### [Available records]
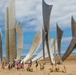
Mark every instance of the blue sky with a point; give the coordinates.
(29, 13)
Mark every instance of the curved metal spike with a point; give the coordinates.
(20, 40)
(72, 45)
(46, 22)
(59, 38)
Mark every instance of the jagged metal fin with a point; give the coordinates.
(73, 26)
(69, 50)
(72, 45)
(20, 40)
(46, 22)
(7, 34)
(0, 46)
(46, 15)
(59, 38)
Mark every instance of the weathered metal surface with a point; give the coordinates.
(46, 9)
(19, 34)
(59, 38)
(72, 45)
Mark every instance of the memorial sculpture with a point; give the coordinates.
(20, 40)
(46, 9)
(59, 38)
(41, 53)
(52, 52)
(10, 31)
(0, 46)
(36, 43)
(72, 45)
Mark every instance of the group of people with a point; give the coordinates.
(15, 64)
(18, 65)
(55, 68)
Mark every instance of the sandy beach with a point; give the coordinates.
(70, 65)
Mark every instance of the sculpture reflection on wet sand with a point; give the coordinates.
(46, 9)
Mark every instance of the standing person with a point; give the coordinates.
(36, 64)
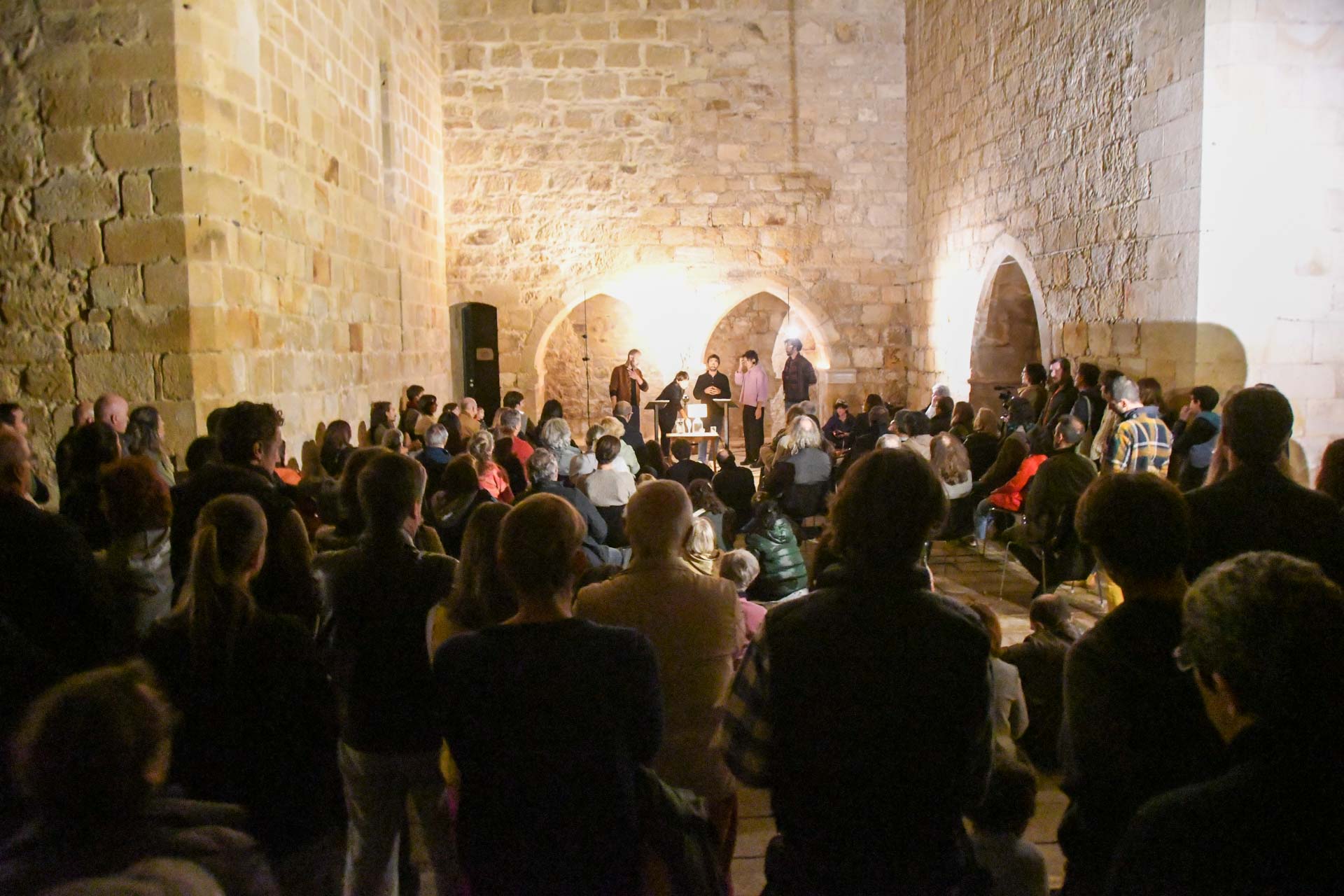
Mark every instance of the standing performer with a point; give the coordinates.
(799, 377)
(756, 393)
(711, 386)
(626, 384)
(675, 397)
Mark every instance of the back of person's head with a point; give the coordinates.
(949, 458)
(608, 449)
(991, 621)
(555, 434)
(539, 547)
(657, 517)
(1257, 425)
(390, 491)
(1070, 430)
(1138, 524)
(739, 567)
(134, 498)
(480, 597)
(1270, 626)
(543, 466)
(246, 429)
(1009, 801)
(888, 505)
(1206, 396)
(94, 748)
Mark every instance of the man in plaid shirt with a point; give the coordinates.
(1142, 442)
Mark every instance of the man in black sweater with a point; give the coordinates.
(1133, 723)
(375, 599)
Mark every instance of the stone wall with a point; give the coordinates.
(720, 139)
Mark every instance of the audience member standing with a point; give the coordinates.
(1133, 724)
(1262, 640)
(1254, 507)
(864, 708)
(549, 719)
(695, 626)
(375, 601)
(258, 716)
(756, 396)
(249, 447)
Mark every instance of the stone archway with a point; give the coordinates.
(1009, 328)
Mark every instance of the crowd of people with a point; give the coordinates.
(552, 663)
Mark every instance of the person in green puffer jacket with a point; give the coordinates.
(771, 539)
...
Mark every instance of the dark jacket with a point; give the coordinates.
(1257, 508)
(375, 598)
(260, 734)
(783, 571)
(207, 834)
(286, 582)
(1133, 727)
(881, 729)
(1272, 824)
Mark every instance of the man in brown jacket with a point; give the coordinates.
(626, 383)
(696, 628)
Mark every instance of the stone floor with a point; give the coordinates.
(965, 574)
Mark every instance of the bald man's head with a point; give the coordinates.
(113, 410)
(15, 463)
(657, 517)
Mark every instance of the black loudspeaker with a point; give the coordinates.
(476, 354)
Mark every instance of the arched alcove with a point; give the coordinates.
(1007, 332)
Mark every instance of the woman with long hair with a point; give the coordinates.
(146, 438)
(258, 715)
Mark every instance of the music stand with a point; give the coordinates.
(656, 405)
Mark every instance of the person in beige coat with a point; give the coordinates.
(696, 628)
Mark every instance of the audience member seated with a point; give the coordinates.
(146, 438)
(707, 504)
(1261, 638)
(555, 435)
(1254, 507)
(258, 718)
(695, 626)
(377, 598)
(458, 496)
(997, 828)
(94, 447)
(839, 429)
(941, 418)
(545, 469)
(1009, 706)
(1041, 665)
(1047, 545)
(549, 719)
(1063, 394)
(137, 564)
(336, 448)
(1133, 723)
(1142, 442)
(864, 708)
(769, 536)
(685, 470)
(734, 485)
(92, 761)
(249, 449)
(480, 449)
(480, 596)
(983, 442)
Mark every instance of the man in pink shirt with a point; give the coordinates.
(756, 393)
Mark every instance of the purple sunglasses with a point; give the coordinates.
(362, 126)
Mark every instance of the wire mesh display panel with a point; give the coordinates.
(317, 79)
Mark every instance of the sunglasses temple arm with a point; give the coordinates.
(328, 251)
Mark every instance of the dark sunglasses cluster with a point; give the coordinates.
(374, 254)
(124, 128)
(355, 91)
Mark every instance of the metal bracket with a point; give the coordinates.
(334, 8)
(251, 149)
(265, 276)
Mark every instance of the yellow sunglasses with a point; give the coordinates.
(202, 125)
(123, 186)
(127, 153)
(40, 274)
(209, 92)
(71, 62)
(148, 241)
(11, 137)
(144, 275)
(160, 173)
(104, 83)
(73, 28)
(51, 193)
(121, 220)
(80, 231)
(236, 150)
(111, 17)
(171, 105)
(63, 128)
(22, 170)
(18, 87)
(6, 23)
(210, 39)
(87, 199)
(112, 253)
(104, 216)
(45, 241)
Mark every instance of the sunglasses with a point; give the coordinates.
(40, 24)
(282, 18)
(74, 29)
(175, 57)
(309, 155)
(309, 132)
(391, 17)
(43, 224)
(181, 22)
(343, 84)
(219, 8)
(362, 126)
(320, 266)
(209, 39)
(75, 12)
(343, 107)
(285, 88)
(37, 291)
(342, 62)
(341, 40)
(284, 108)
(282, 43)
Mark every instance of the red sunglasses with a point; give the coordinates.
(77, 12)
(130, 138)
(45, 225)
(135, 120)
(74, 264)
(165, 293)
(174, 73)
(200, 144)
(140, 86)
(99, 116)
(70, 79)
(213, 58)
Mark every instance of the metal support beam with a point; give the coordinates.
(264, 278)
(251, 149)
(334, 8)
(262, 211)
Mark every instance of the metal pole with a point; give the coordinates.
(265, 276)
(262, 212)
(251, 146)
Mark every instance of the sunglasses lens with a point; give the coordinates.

### [Exercise details]
Count the lines in the items above that contain the word "people", treating uppercase and lowercase as different. Give only the number.

### [The solution]
2